> **Wymagania**
Przepisz znak w znak cały tekst o kombuczy zamieszczony poniżej.

> **Fragment dokumentu**
##############################

Pewnie sam tytuł was nie zachęca, ale zostańcie ze mną
jeszcze chwilkę. Chcę wam trochę przybliżyć coś naprawdę dobrego: i dla kubków
smakowych i dla zdrowia: Kombucza.
Kiszona herbata? Fermentowany czaj? Piwo z naparu?
Wejdź w artykuł i przenieś się w niezwykły świat
kiszonki i fermentacji
Kombucza? Kombucha?
Co to w ogóle jest?
W wielkim skrócie jest to izotoniczny i pobudzający
napój zrobiony z fermentowanej herbaty, cukru i tzw. „grzybka herbacianego”.
Brzmi co najmniej… dziwnie jak na nasze europejskie standardy. I takie też
jest.
Pierwszy raz miałem okazje zobaczyć fermentację
kombuczy w barze kolegi. Nie wyglądał za apetycznie, powiem szczerze: w środku
była brązowa, mętna zawiesina z charakterystycznym „kisielkiem” na górze. Rzeczony
kolega wyjaśnił mi, że ów glut w środku jest „grzybkiem fermentacyjnym” i robi
właśnie kombuczę, będzie gotowa za 3 dni”, równocześnie zapraszając na
pierwsze testy. Z natury jestem ciekawski, więc pojawiłem się w wyznaczonym
terminie. Jakie były wrażenia? Cóż, nie od razu Rzym zbudowano. Kolega stworzył
napój, który smakował jak ocet herbaciny, bez gazu za to bardzo kwaśny. Ale
jako domorosły król fermentacji, wywodzący się z bimbrowniczej rodziny zacząłem
się zagłębiać w temat. To nie jest przecież możliwe, że ludzie by przecież nie
produkowali jej, jeśli byłby nie dobry! Herbata jest bardzo ciężka do
fermentacji, ponieważ ma właściwości przeciw grzybiczne i antybakteryjne.

##############################

> **Zapisane informacje**
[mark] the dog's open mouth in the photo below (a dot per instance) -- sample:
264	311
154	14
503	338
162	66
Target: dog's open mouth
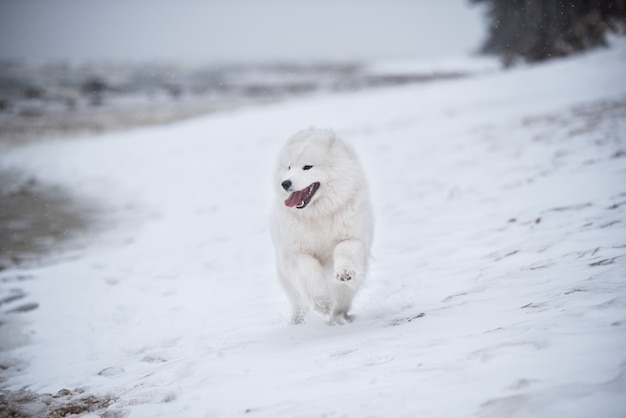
301	198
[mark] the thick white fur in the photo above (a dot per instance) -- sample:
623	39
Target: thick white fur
323	249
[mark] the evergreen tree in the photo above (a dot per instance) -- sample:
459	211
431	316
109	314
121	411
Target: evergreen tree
536	30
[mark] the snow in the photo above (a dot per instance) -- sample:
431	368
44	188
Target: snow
497	285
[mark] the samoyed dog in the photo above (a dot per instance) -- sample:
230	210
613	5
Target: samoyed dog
322	225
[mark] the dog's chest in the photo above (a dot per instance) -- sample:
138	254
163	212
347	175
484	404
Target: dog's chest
319	237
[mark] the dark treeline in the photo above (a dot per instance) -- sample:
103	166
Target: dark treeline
536	30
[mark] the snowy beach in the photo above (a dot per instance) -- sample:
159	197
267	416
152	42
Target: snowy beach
498	282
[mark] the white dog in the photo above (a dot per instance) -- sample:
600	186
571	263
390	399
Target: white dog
322	224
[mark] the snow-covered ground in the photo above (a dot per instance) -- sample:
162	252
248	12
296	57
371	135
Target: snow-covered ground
498	285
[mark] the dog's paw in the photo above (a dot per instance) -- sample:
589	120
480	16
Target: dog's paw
340	318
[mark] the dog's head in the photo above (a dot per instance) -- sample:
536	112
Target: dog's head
316	172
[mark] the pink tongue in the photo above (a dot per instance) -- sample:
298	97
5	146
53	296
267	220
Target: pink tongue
295	198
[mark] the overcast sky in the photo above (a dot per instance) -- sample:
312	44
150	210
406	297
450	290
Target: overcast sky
237	30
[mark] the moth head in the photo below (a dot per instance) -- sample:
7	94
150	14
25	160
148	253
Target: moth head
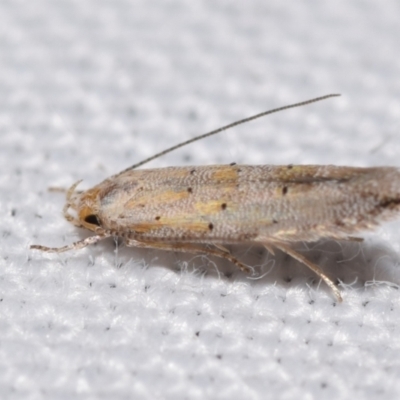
86	208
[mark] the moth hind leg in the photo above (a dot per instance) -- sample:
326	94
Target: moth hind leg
302	259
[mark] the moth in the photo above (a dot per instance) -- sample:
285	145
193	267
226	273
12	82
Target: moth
200	209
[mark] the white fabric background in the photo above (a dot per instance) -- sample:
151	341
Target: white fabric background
88	88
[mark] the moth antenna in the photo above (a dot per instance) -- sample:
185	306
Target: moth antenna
226	127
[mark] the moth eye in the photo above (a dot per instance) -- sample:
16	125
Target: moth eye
92	219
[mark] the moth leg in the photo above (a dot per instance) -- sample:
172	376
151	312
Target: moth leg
73	246
299	257
190	248
354	239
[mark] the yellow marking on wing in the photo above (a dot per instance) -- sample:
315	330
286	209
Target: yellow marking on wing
165	197
173	223
225	173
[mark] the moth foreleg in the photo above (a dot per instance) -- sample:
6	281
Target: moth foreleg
299	257
190	248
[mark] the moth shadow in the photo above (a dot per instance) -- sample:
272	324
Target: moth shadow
348	263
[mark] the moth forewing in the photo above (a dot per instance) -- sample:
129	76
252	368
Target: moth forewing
188	209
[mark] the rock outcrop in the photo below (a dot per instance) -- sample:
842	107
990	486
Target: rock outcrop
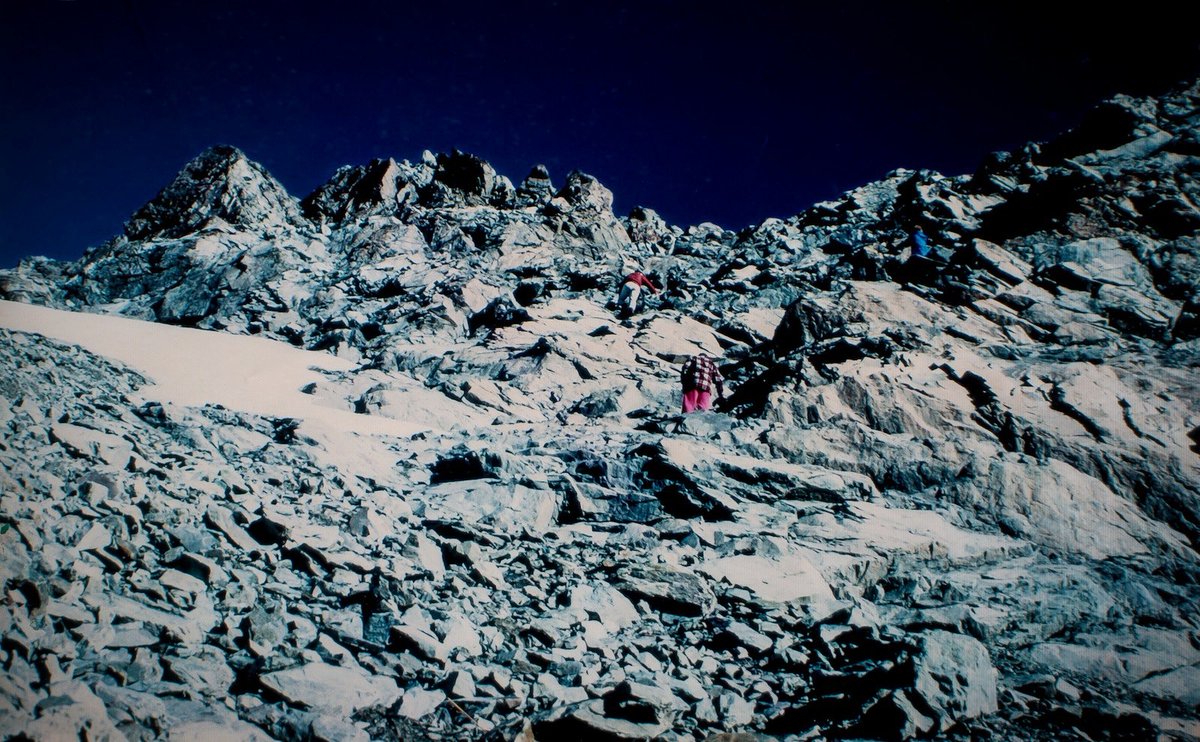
953	497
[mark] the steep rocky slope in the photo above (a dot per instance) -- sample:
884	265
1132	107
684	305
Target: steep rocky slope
952	500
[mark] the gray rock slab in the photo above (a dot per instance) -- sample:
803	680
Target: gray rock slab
322	686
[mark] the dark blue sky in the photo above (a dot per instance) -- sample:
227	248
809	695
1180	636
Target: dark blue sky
725	112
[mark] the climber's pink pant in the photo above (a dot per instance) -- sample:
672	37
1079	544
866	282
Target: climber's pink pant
696	399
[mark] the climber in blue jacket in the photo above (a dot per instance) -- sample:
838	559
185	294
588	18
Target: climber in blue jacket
919	243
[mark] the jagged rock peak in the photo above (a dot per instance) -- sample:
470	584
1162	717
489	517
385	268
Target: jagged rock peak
220	185
384	186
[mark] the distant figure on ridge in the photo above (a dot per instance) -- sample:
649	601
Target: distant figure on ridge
699	376
630	289
919	243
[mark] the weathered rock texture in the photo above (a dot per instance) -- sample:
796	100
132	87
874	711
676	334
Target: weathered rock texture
954	497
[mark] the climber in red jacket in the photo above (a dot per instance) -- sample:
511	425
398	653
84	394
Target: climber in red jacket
630	288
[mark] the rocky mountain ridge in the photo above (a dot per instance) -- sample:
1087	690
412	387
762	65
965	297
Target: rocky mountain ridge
951	498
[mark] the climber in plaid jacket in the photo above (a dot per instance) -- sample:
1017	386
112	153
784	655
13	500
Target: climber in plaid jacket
699	376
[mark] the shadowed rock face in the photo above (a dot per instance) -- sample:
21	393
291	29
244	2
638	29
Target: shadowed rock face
954	497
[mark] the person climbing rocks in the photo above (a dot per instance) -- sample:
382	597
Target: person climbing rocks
630	289
919	243
699	376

##############################

> **Wynik zadania**
Pewnie sam tytuł was nie zachęca, ale zostańcie ze mną
jeszcze chwilkę. Chcę wam trochę przybliżyć coś naprawdę dobrego: i dla kubków
smakowych i dla zdrowia: Kombucza.
Kiszona herbata? Fermentowany czaj? Piwo z naparu?
Wejdź w artykuł i przenieś się w niezwykły świat
kiszonki i fermentacji
Kombucza? Kombucha?
Co to w ogóle jest?
W wielkim skrócie jest to izotoniczny i pobudzający
napój zrobiony z fermentowanej herbaty, cukru i tzw. „grzybka herbacianego”.
Brzmi co najmniej… dziwnie jak na nasze europejskie standardy. I takie też
jest.
Pierwszy raz miałem okazje zobaczyć fermentację
kombuczy w barze kolegi. Nie wyglądał za apetycznie, powiem szczerze: w środku
była brązowa, mętna zawiesina z charakterystycznym „kisielkiem” na górze. Rzeczony
kolega wyjaśnił mi, że ów glut w środku jest „grzybkiem fermentacyjnym” i robi
właśnie kombuczę, będzie gotowa za 3 dni”, równocześnie zapraszając na
pierwsze testy. Z natury jestem ciekawski, więc pojawiłem się w wyznaczonym
terminie. Jakie były wrażenia? Cóż, nie od razu Rzym zbudowano. Kolega stworzył
napój, który smakował jak ocet herbaciny, bez gazu za to bardzo kwaśny. Ale
jako domorosły król fermentacji, wywodzący się z bimbrowniczej rodziny zacząłem
się zagłębiać w temat. To nie jest przecież możliwe, że ludzie by przecież nie
produkowali jej, jeśli byłby nie dobry! Herbata jest bardzo ciężka do
fermentacji, ponieważ ma właściwości przeciw grzybiczne i antybakteryjne.